### Goal of the exercise
Reproduce the rows, substituting "enclosing rectangle" for each "bounding box" and leaving everything else unchanged. Omit the pictures.
###
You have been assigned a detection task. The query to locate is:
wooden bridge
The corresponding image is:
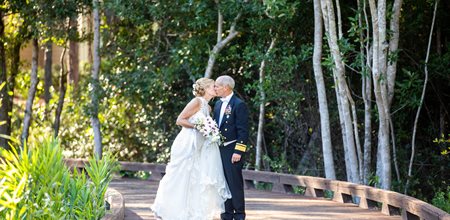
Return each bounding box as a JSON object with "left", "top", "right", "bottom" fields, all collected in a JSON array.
[{"left": 66, "top": 159, "right": 450, "bottom": 220}]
###
### Task solution
You have been assigned a detection task. The query to locate is:
wooden bridge
The corresponding image is:
Return each enclosing rectangle as a JSON object with "left", "top", "right", "bottom" fields, all collected in a JSON array.
[{"left": 66, "top": 159, "right": 450, "bottom": 220}]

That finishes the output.